> [WHAT YOU ARE ASKED TO DO]:
Return all lines of the data in which the string "pole" occurs.

Records drawn from a dataset
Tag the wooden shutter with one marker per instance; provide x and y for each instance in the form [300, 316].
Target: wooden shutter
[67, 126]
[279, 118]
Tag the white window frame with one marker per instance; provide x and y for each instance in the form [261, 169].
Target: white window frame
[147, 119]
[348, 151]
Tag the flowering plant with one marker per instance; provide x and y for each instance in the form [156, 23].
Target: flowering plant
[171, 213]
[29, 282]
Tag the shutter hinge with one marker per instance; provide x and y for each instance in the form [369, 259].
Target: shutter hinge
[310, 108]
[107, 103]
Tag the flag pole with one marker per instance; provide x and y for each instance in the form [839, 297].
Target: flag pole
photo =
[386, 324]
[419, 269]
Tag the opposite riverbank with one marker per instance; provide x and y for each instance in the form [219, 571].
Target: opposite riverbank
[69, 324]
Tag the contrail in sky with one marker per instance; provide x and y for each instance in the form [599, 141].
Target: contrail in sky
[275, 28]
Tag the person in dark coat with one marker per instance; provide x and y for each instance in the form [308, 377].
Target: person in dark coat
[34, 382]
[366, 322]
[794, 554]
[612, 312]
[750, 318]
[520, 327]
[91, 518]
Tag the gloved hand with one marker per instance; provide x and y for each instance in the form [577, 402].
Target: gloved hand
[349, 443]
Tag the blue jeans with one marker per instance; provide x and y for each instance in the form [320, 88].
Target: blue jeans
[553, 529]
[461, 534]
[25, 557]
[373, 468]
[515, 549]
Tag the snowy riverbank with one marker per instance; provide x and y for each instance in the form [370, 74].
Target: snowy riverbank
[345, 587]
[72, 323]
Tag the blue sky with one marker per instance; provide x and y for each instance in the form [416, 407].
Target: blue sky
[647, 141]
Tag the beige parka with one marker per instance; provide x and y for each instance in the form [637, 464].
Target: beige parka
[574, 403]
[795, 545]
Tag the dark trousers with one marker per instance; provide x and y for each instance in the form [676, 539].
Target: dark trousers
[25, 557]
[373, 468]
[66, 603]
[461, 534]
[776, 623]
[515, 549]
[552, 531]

> [TASK SOLUTION]:
Tag the flag pole with one marker per instance; provide x and y for each instance in the form [839, 297].
Target: flag pole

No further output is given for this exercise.